▶ [Compiti da svolgere]
[1] Aggiorna il testo sui clan di Noto e riscrivilo partendo dalle parole "Dall’altro lato il" e fermandoti dopo "Biagio, il figlio.". Metti "itinerante" al posto di "nomade".
[2] Prosegui il testo sui clan di Noto dopo la sua ultima frase.

▶ [Brano del testo]

- - -

Va detto che ruolo fondamentale nella comprensione delle dinamiche mafiose del territorio lo sta esercitando il collaboratore Piero Monaco (già genero di Pinuccio Trigila) e i frutti della sua collaborazione, probabilmente, si potranno apprezzare prossimamente.
Proprio per comprendere i diversi comuni, andiamoli a vedere uno per uno, con una “prima” infarinatura generale.
NOTO
A Noto vige la “tregua”, come si accennava prima, fra i Trigila e gli Albergo.
Su tutti rimane la “messaggera” dello storico capo, la moglie Nunziatura Bianca (va ricordata l’indagine che nel 2013 portò in carcere un cancelliere che forniva proprio alla moglie di Trigila informazioni sensibili su indagini in corso – LEGGI ARTICOLO) e l’altra “messaggera”, la figlia Angela (oggi sposata con Graziano Bonora). Oltre alle due donne, sta cercando di ritagliarsi uno spazio importante, nell’ambito dell’impresa legata alla pastorizia, il figlio di Corrado Trigila, Giuseppe, anch’egli in libertà.
Su Noto, versante estorsioni (soprattutto per la costruzione dell’autostrada, lo vedremo in un prossimo articolo), troviamo Angelo Monaco, già consuocero di Pinuccio Trigila, in quanto padre del pentito Piero. Accanto ad Angelo Monaco anche il genero (prima arrestato con lui, poi scarcerato con accusa caduta), Paolo Mirmina Spatalucente.
Dall’altro lato il “gruppo Albergo” con, su tutti, il figlio di Waldker, Corrado (non macchiato da reati di mafia, va sottolineato ed assolto con formula piena per la questione del chiosco di Noto).
Va ricordato che in città insistono i “Caminanti” che, da sempre, hanno uno storico rapporto di condivisione di interessi con i Trigila.
Il dato dell’esistenza di un intimo legame tra il clan “Trigila” ed esponenti del gruppo nomade dei “Caminanti” di Noto, è dato dal rapporto (conclamato nell’indagine e nel successivo processo “Nemesi”) con i Sesta, Filippo il padre e Biagio, il figlio.
Proprio i Trigila ed i “Caminanti” avrebbero consentito a politici locali di conquistare voti con elementi idonei ad ipotizzare, a loro carico, il reato di scambio politico-mafioso (anche questo lo vedremo in un prossimo articolo specifico, mica vorrete sapere tutto subito!).

- - -

▶ [Estratto della fonte]
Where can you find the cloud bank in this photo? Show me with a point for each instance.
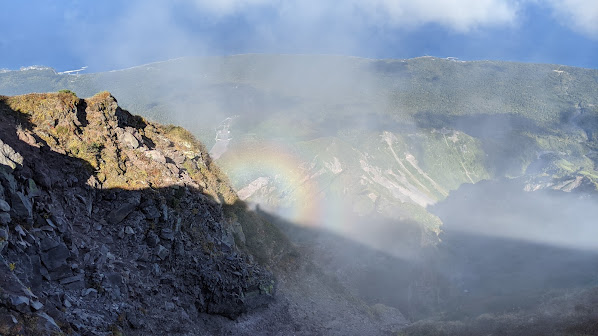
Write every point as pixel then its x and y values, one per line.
pixel 580 15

- - -

▶ [Risposte per compito]
[1]
Dall’altro lato il “gruppo Albergo” con, su tutti, il figlio di Waldker, Corrado (non macchiato da reati di mafia, va sottolineato ed assolto con formula piena per la questione del chiosco di Noto).
Va ricordato che in città insistono i “Caminanti” che, da sempre, hanno uno storico rapporto di condivisione di interessi con i Trigila.
Il dato dell’esistenza di un intimo legame tra il clan “Trigila” ed esponenti del gruppo itinerante dei “Caminanti” di Noto, è dato dal rapporto (conclamato nell’indagine e nel successivo processo “Nemesi”) con i Sesta, Filippo il padre e Biagio, il figlio.

[2]
Sulle estorsioni ritorneremo ma, parlando di Noto, non si può non far riferimento a Sebastiano Catania ( detto “Iano ra muntagna” o “Iano cientu capiddi”) e, soprattutto, a Giuseppe Crispino (dette Peppe u barbiere).
AVOLA
“Ad Avola comanda Crapula”. E’ questa una delle ricorrenti affermazioni quando si parla di mafia ad Avola.
Michele Crapula, con la sua famiglia ed i suoi “aficionados”, ha rovinato l’immagine della città, sfruttando l’omertà della gente (e le consequenziali mancate denunce) e la propria forza d’intimidazione.
Avola merita un discorso a parte (che faremo più avanti in un altro articolo) per la capacità di Michele Crapula di dominare non solo l’economia illegale, ma anche di inserirsi in quella legale.
Così come per Pinuccio Trigila, anche Crapula è riuscito a comandare in città grazie ai suoi familiari che ne consentivano, durante i periodo di soggiorno nelle Patrie galere, di continuare a dominare la scena.
Crapula ha preso il posto ad Avola (come reggente) del suocero (oggi defunto) Aurelio Magro. I messaggi del boss arrivavano fuori anche grazie al cognato di Michele, Paolo Golino, meccanico coinvolto nell’operazione Nemesi. Crapula è sposato con Vera Magro e ha tre figli: Cristian, Rosario e Desire (sposata a sua volta con Ciccio Giamblanco).
Solo a titolo di esempio (prossimamente spiegheremo meglio le dinamiche, occupandoci anche delle ville da nababbo che i Crapula abitano), citiamo il “Waikiki bar”, attività imprenditoriale che i Crapula (il figlio Cristian, su tutti) hanno rilevato.
Proprio dall’indagine Nemesi si evince come Crapula abbia continuato a percepire per il tramite dei suoi congiunti (in particolare il suocero Aurelio Magro, ma anche il cognato Paolo Golino) “un’ingente percentuale su tutti i proventi delle attività illecite, oltre ovviamente a tutte le spese di assistenza legale”.
Per meglio comprendere l’ostentazione del potere di Michele Crapula ad Avola, basta citare l’episodio del matrimonio della figlia Desire con Ciccio Giamblanco. In quella occasione, come dalle foto che pubblichiamo (estratte dal profilo aperto della donna, utilizzato – come facilmente dimostrabile – da tutta la famiglia), fu massima l’ostentazione dell’arroganza del potere del boss, ad iniziare da piccoli segnali – come il manico di bastone utilizzato – fino alle presenze “illustri”.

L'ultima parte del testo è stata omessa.